§ **Direction**: Count the lines in the records below that contain the string "street" with matching case, and reply with only that number.

□ □ □ □ □ □ □

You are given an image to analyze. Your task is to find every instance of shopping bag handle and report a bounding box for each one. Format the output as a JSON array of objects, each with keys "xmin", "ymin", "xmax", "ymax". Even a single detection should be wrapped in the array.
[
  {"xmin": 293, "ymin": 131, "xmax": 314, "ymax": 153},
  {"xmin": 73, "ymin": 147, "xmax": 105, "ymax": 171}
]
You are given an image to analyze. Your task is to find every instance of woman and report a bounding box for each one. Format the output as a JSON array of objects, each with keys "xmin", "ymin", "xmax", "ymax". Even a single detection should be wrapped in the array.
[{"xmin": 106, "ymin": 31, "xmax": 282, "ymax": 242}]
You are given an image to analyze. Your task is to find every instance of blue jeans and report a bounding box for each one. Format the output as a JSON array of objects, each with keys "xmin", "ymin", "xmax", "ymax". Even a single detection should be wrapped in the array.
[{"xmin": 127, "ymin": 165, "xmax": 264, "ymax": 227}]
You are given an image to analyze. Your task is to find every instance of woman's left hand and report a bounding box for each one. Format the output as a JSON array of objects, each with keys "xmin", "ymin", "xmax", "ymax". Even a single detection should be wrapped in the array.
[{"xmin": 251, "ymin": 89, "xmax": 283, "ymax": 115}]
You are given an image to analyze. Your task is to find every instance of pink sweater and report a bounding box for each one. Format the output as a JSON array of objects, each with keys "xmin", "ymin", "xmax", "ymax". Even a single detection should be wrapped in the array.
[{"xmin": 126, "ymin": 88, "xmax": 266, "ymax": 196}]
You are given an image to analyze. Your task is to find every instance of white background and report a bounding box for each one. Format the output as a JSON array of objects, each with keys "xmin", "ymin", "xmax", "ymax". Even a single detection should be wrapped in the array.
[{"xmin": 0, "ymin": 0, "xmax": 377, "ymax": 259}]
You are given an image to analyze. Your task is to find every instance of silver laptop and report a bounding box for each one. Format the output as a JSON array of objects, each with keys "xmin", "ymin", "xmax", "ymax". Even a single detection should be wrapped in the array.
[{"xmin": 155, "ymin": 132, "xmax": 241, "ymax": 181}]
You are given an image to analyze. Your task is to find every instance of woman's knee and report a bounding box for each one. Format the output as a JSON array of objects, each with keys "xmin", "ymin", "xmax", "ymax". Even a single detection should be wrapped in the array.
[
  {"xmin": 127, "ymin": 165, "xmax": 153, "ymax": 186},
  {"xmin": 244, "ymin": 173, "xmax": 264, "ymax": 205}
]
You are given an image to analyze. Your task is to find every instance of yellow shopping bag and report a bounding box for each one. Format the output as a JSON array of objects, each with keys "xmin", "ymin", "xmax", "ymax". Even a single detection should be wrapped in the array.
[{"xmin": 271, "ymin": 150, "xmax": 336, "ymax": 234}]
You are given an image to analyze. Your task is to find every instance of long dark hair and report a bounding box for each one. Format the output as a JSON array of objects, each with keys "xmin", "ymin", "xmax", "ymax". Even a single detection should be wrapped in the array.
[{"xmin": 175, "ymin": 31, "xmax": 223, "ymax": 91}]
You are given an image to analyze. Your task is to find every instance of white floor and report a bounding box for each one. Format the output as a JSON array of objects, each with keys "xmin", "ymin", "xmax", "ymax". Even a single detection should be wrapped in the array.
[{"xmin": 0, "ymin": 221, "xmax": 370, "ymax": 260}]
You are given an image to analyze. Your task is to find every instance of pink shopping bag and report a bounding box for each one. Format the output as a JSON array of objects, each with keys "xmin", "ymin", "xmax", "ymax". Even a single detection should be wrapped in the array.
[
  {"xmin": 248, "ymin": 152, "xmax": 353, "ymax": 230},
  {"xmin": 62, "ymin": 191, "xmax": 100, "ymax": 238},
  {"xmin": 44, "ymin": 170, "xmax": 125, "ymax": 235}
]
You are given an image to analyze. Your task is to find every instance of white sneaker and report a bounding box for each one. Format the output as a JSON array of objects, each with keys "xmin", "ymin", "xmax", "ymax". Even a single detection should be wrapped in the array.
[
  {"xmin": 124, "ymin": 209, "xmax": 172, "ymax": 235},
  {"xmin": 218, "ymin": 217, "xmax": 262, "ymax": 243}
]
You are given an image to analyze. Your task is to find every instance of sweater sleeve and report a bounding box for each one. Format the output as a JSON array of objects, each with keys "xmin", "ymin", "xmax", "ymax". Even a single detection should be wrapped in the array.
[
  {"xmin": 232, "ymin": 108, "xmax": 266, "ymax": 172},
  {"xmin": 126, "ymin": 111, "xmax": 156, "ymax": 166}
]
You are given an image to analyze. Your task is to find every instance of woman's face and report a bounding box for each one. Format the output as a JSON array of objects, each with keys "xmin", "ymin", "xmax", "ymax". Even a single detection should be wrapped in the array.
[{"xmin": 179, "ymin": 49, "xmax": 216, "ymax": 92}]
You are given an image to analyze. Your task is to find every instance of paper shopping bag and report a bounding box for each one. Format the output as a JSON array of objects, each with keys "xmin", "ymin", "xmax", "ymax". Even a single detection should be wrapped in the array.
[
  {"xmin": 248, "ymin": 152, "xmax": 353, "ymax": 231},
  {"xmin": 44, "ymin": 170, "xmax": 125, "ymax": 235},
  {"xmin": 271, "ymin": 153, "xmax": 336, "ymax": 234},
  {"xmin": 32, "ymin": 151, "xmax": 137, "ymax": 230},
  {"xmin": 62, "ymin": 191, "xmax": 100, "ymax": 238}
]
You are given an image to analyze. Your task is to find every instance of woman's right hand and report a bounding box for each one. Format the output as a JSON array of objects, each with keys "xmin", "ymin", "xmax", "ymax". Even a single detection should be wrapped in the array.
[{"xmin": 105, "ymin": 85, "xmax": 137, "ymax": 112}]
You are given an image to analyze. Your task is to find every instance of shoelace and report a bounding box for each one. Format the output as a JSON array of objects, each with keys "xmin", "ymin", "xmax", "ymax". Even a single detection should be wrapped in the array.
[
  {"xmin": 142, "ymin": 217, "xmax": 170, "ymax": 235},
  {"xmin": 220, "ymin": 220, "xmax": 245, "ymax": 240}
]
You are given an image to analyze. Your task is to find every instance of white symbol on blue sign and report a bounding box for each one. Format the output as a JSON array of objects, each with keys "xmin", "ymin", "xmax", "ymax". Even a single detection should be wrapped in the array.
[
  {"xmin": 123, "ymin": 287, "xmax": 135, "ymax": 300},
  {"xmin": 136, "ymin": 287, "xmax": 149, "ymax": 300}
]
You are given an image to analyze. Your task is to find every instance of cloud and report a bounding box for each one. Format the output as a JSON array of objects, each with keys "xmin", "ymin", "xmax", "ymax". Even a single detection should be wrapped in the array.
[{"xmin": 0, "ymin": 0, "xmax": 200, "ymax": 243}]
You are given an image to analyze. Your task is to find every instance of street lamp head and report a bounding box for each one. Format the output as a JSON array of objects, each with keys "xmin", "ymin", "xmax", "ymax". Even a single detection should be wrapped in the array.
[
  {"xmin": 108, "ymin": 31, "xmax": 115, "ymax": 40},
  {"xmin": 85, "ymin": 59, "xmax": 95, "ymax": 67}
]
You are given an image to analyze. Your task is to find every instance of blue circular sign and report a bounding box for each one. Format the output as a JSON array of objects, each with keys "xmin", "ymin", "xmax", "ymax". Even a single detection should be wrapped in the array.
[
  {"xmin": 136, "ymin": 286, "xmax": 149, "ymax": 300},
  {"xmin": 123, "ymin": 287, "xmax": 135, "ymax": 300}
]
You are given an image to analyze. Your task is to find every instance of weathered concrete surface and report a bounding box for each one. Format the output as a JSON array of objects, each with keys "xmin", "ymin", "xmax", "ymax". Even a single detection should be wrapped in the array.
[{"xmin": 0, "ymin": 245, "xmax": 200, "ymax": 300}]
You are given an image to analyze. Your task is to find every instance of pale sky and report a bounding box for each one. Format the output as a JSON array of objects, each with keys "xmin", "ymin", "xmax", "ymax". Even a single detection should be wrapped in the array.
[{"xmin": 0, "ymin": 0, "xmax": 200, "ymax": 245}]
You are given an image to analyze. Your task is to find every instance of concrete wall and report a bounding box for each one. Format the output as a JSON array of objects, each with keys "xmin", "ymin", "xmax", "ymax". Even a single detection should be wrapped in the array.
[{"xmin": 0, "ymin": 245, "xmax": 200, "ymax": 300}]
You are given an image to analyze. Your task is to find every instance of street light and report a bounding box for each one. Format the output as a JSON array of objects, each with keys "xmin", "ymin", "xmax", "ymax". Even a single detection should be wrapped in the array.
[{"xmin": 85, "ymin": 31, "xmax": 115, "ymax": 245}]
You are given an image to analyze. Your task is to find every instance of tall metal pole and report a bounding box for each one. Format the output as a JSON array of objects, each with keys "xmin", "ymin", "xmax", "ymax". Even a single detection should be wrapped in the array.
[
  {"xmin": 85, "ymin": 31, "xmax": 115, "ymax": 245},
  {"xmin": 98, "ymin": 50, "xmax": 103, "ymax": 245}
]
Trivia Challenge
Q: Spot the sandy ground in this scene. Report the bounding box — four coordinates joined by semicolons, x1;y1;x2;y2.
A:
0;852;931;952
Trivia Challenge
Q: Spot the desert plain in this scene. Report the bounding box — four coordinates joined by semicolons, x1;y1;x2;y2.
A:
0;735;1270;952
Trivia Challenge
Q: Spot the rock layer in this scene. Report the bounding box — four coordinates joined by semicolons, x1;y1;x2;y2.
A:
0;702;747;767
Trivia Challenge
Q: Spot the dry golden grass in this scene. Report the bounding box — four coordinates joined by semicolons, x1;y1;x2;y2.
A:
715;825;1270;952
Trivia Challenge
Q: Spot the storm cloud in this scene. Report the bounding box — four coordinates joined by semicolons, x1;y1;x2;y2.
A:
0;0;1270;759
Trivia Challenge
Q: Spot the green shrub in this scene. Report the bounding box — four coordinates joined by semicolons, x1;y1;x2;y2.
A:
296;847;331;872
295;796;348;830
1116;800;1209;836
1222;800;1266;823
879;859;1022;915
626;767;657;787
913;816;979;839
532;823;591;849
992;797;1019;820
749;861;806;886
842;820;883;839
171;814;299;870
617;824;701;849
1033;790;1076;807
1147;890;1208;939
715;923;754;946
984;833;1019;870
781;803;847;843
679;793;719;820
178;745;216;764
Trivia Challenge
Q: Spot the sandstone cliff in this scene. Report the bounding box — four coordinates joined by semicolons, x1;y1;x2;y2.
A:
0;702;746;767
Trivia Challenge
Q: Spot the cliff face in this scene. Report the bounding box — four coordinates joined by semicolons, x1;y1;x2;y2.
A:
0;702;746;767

□ □ □ □ □ □ □

§ **The solution**: 2